— Start of RECORD EXTRACTS —

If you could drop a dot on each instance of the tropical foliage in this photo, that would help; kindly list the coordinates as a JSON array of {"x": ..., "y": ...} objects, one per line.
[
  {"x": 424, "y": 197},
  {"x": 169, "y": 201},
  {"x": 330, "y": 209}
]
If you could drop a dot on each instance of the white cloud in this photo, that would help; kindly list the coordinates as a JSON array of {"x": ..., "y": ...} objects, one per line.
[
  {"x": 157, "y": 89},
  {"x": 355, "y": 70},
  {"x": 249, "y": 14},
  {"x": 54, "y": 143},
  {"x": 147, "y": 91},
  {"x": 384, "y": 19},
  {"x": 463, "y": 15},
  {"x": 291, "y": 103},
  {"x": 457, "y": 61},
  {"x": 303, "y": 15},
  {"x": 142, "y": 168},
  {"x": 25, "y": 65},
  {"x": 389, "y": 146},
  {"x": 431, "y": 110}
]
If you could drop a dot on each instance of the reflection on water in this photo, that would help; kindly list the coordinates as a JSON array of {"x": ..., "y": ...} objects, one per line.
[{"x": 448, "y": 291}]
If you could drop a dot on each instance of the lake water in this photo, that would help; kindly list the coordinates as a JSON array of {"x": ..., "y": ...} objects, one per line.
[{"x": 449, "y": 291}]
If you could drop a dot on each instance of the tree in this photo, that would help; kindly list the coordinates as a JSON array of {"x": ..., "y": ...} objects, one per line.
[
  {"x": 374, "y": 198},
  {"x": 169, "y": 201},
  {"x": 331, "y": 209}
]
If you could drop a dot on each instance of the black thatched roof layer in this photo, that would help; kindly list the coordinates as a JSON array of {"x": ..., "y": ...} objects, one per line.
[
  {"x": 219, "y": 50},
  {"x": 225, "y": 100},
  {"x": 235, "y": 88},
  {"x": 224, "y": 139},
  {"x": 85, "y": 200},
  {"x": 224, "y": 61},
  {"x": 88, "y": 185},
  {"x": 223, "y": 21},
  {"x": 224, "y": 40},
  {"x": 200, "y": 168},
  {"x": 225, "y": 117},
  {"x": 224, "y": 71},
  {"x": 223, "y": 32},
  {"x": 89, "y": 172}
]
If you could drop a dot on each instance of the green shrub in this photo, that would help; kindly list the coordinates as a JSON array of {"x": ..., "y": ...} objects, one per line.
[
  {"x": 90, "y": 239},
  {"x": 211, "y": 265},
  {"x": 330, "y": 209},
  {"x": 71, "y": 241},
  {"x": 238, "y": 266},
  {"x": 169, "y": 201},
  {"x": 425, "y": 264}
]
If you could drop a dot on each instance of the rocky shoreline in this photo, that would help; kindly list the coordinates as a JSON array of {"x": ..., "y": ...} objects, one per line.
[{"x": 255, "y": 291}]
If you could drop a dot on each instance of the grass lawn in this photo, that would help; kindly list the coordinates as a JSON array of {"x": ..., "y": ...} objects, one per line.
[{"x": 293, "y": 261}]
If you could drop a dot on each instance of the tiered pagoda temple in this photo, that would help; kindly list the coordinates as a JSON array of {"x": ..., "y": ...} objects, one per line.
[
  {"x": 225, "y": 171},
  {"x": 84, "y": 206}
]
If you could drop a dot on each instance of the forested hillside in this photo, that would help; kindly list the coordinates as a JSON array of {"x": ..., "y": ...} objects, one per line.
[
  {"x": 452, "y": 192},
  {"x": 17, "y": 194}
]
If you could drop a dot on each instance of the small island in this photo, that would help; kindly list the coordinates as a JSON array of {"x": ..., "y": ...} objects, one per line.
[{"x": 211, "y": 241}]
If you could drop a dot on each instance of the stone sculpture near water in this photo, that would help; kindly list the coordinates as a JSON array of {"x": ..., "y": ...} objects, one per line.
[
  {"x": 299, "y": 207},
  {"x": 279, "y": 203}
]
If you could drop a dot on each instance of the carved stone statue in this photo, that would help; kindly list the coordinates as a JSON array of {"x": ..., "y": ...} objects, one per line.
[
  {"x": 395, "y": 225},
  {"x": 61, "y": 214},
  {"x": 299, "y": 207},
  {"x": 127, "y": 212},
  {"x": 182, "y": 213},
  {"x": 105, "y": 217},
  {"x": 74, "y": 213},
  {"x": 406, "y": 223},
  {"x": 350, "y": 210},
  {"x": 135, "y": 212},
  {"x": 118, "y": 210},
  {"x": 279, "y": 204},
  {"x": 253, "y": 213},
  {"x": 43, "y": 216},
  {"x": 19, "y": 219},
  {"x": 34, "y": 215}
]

— End of RECORD EXTRACTS —

• PROMPT:
Please express every line of the rows above as a JSON list of strings, one string per line, leaving out any blank lines.

• RESULT OF THE EXERCISE:
[
  "If you could drop a dot on each instance of the tropical foliage in this photo, that would help; kindly list the coordinates as a JSON array of {\"x\": ..., \"y\": ...} objects, one per line.",
  "[",
  "  {\"x\": 424, \"y\": 197},",
  "  {\"x\": 169, \"y\": 201},",
  "  {\"x\": 330, \"y\": 209}",
  "]",
  "If you could drop a dot on each instance of the white cloud in this photo, that would help; kindly list the coordinates as a JSON array of {\"x\": ..., \"y\": ...} objects, one per line.",
  "[",
  "  {\"x\": 157, \"y\": 89},",
  "  {\"x\": 355, \"y\": 70},",
  "  {\"x\": 249, \"y\": 14},",
  "  {\"x\": 54, \"y\": 143},",
  "  {\"x\": 147, \"y\": 91},",
  "  {\"x\": 384, \"y\": 19},",
  "  {\"x\": 463, \"y\": 15},",
  "  {\"x\": 291, \"y\": 103},",
  "  {\"x\": 457, \"y\": 61},",
  "  {\"x\": 303, \"y\": 15},",
  "  {\"x\": 142, \"y\": 168},",
  "  {\"x\": 25, \"y\": 65},",
  "  {\"x\": 389, \"y\": 146},",
  "  {\"x\": 431, \"y\": 110}",
  "]",
  "If you could drop a dot on each instance of the reflection on water in this photo, that would help; kindly list the coordinates as a JSON array of {\"x\": ..., \"y\": ...} objects, one per line.",
  "[{\"x\": 448, \"y\": 291}]",
  "If you could drop a dot on each instance of the lake water in this photo, that would help; kindly list the coordinates as a JSON array of {\"x\": ..., \"y\": ...} objects, one per line.",
  "[{\"x\": 449, \"y\": 291}]",
  "If you could drop a dot on each instance of the tree in this photo, that would help; kindly list the coordinates as a JSON array of {\"x\": ..., \"y\": ...} objects, one per line.",
  "[",
  "  {\"x\": 374, \"y\": 198},",
  "  {\"x\": 169, \"y\": 201},",
  "  {\"x\": 331, \"y\": 209}",
  "]",
  "If you could drop a dot on each instance of the black thatched roof layer in this photo, that would help; kindly list the coordinates as a JSON array of {\"x\": ..., \"y\": ...} objects, one per line.",
  "[",
  "  {\"x\": 219, \"y\": 50},",
  "  {\"x\": 225, \"y\": 100},",
  "  {\"x\": 235, \"y\": 88},",
  "  {\"x\": 224, \"y\": 139},",
  "  {\"x\": 85, \"y\": 200},",
  "  {\"x\": 224, \"y\": 61},",
  "  {\"x\": 88, \"y\": 185},",
  "  {\"x\": 223, \"y\": 21},",
  "  {\"x\": 224, \"y\": 40},",
  "  {\"x\": 200, \"y\": 168},",
  "  {\"x\": 225, \"y\": 117},",
  "  {\"x\": 224, \"y\": 71},",
  "  {\"x\": 223, \"y\": 32},",
  "  {\"x\": 89, \"y\": 172}",
  "]",
  "If you could drop a dot on each instance of the green shrub in this photo, that would help; kindly list the coordinates as a JSON array of {\"x\": ..., \"y\": ...} objects, one per line.",
  "[",
  "  {\"x\": 90, \"y\": 239},",
  "  {\"x\": 211, \"y\": 265},",
  "  {\"x\": 330, \"y\": 209},",
  "  {\"x\": 71, \"y\": 241},",
  "  {\"x\": 238, \"y\": 266},",
  "  {\"x\": 169, \"y\": 201},",
  "  {\"x\": 425, \"y\": 264}",
  "]",
  "If you could drop a dot on each instance of the rocky shoreline in this photo, that would help; kindly list the coordinates as a JSON array of {\"x\": ..., \"y\": ...} objects, one per line.",
  "[{\"x\": 255, \"y\": 291}]",
  "If you could drop a dot on each instance of the grass lawn in this photo, that would help; kindly list the coordinates as a JSON array of {\"x\": ..., \"y\": ...} objects, one per line.",
  "[{\"x\": 293, \"y\": 261}]",
  "If you could drop a dot on each instance of the tiered pagoda temple in this photo, that would help; kindly list the coordinates as a JSON array of {\"x\": ..., \"y\": ...} objects, one per line.",
  "[",
  "  {\"x\": 225, \"y\": 171},",
  "  {\"x\": 84, \"y\": 206}",
  "]",
  "If you could drop a dot on each instance of the forested hillside in this photo, that would help; kindly list the coordinates as a JSON array of {\"x\": ..., \"y\": ...} objects, one per line.",
  "[",
  "  {\"x\": 452, \"y\": 192},",
  "  {\"x\": 17, \"y\": 194}",
  "]",
  "If you could drop a dot on each instance of the small island in this photo, that would help; kindly list the coordinates as a JSON array of {\"x\": ..., \"y\": ...} objects, one per line.",
  "[{\"x\": 211, \"y\": 241}]",
  "If you could drop a dot on each instance of the stone sculpture near water in this photo, that would help; kindly list the coordinates as a JSON array of {\"x\": ..., \"y\": ...} objects, one per line.",
  "[",
  "  {\"x\": 299, \"y\": 207},",
  "  {\"x\": 279, \"y\": 203}",
  "]",
  "If you could drop a dot on each instance of the carved stone statue in this photo, that would help; kindly list the coordinates as a JSON array of {\"x\": ..., \"y\": ...} objects, one per line.",
  "[",
  "  {\"x\": 395, \"y\": 225},",
  "  {\"x\": 61, \"y\": 214},",
  "  {\"x\": 299, \"y\": 207},",
  "  {\"x\": 127, \"y\": 212},",
  "  {\"x\": 182, \"y\": 213},",
  "  {\"x\": 105, \"y\": 217},",
  "  {\"x\": 74, \"y\": 213},",
  "  {\"x\": 406, \"y\": 223},",
  "  {\"x\": 350, \"y\": 210},",
  "  {\"x\": 135, \"y\": 212},",
  "  {\"x\": 118, \"y\": 210},",
  "  {\"x\": 279, \"y\": 204},",
  "  {\"x\": 253, \"y\": 213},",
  "  {\"x\": 43, \"y\": 216},",
  "  {\"x\": 19, \"y\": 219},",
  "  {\"x\": 34, \"y\": 215}",
  "]"
]